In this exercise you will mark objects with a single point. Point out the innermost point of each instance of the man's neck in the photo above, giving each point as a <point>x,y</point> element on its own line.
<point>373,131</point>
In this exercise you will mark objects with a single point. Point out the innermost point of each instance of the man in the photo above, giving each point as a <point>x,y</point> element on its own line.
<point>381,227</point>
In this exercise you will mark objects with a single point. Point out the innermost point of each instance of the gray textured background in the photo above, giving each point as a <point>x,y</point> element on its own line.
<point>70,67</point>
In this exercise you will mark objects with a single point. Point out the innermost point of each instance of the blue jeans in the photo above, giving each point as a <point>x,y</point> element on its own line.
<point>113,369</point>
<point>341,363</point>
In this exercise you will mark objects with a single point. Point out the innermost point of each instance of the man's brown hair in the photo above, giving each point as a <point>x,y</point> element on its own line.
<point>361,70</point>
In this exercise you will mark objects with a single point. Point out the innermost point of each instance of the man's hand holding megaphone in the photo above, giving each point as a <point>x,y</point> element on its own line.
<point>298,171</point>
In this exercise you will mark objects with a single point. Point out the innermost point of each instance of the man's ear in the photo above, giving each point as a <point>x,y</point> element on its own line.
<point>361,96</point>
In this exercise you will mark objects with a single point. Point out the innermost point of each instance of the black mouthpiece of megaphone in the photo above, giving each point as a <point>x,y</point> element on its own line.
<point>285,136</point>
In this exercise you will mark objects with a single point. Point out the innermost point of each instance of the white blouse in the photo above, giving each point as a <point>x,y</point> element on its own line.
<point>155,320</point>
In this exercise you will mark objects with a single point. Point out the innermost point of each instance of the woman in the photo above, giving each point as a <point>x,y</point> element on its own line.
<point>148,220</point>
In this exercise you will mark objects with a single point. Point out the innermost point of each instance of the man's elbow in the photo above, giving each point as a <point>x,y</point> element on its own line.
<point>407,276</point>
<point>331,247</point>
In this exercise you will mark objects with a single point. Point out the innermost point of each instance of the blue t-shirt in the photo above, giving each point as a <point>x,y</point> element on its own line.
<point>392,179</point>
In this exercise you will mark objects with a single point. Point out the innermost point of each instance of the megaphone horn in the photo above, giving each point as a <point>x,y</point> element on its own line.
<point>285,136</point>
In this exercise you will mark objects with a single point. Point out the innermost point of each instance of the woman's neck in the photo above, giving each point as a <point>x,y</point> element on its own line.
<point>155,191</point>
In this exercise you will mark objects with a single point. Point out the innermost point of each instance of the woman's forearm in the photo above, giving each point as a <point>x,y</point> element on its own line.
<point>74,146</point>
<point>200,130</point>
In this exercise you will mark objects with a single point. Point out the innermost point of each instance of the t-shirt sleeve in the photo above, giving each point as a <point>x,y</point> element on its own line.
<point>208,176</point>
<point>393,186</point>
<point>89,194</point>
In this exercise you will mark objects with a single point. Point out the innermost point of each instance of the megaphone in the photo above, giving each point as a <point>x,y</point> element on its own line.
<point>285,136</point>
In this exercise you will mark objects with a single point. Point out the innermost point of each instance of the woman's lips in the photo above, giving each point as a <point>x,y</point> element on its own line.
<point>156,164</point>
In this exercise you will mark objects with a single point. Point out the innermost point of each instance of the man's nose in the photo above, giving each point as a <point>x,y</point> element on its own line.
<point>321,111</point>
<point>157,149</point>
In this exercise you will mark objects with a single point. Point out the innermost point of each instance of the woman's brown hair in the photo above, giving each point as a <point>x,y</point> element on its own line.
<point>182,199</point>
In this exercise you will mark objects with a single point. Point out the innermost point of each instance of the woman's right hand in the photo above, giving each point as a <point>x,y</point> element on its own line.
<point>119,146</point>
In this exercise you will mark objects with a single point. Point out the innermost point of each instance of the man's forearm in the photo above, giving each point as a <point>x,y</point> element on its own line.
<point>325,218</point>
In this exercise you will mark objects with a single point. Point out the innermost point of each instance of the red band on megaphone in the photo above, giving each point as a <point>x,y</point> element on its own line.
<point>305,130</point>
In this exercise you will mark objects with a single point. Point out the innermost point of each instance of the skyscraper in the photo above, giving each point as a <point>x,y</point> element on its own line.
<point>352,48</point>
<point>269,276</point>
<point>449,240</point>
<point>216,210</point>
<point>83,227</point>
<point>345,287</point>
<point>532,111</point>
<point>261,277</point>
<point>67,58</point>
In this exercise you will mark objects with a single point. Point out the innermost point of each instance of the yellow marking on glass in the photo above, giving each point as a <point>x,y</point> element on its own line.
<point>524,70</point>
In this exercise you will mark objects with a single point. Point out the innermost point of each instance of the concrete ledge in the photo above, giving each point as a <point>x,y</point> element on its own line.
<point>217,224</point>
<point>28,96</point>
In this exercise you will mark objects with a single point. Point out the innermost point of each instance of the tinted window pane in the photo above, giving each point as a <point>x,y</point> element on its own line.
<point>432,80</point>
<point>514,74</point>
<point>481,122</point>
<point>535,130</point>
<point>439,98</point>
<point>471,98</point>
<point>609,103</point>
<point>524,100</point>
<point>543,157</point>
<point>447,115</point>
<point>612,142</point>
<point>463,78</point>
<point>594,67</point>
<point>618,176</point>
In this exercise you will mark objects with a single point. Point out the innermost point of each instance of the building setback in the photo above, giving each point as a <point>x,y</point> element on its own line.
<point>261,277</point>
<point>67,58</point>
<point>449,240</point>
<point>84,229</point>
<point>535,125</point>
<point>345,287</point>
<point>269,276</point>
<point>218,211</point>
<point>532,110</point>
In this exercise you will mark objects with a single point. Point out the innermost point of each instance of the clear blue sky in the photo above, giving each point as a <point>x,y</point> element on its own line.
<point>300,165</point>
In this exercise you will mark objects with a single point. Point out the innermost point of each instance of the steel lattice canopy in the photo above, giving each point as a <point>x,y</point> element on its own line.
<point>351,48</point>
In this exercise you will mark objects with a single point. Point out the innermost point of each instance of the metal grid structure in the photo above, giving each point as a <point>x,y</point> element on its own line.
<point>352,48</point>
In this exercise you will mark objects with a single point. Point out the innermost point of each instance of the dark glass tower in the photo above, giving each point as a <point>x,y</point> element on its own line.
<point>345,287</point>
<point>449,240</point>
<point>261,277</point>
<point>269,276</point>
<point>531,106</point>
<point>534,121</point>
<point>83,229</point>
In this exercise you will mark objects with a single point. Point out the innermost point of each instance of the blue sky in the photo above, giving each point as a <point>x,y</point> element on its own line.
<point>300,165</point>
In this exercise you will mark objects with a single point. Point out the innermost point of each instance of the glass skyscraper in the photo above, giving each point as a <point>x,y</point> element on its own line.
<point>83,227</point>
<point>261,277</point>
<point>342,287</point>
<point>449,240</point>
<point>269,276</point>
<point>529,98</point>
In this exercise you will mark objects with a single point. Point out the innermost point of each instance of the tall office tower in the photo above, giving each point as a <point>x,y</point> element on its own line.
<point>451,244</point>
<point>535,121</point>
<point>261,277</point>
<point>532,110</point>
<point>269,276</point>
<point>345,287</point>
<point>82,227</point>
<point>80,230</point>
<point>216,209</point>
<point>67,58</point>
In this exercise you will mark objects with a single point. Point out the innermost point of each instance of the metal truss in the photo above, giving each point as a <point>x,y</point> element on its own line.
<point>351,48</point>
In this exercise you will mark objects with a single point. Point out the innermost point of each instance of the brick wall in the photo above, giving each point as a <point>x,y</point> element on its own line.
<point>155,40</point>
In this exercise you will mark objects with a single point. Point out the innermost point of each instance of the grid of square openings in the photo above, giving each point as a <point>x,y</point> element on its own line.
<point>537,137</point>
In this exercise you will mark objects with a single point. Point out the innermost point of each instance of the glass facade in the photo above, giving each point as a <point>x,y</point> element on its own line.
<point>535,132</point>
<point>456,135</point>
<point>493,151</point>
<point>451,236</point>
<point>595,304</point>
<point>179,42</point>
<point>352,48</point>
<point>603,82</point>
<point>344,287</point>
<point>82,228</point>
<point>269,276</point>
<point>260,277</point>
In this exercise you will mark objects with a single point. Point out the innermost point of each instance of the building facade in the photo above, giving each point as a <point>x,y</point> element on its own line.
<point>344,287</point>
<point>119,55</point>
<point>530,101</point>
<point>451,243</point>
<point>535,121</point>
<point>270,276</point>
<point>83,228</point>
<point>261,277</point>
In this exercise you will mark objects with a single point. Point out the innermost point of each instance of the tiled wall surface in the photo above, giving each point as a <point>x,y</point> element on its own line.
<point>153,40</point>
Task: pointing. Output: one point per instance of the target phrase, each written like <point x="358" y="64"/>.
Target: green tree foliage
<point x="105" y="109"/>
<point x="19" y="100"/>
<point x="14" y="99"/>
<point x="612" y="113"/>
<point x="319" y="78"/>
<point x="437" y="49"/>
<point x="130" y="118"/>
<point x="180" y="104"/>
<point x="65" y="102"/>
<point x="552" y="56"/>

☆ ☆ ☆ ☆

## YOUR TASK
Each line from the one that contains "of the tiled" through the end of the material above should be returned exactly, and nothing else.

## SOLUTION
In this exercise you will mark objects with a single point. Point out the innermost point of each instance of the tiled wall surface in the photo above, giving each point as a <point>x,y</point> element on its own line.
<point>153,40</point>
Task: pointing. Output: one point per instance of the target phrase, each written like <point x="358" y="64"/>.
Target: green tree foliage
<point x="105" y="109"/>
<point x="19" y="100"/>
<point x="14" y="99"/>
<point x="612" y="113"/>
<point x="319" y="78"/>
<point x="437" y="49"/>
<point x="130" y="118"/>
<point x="180" y="104"/>
<point x="65" y="102"/>
<point x="552" y="56"/>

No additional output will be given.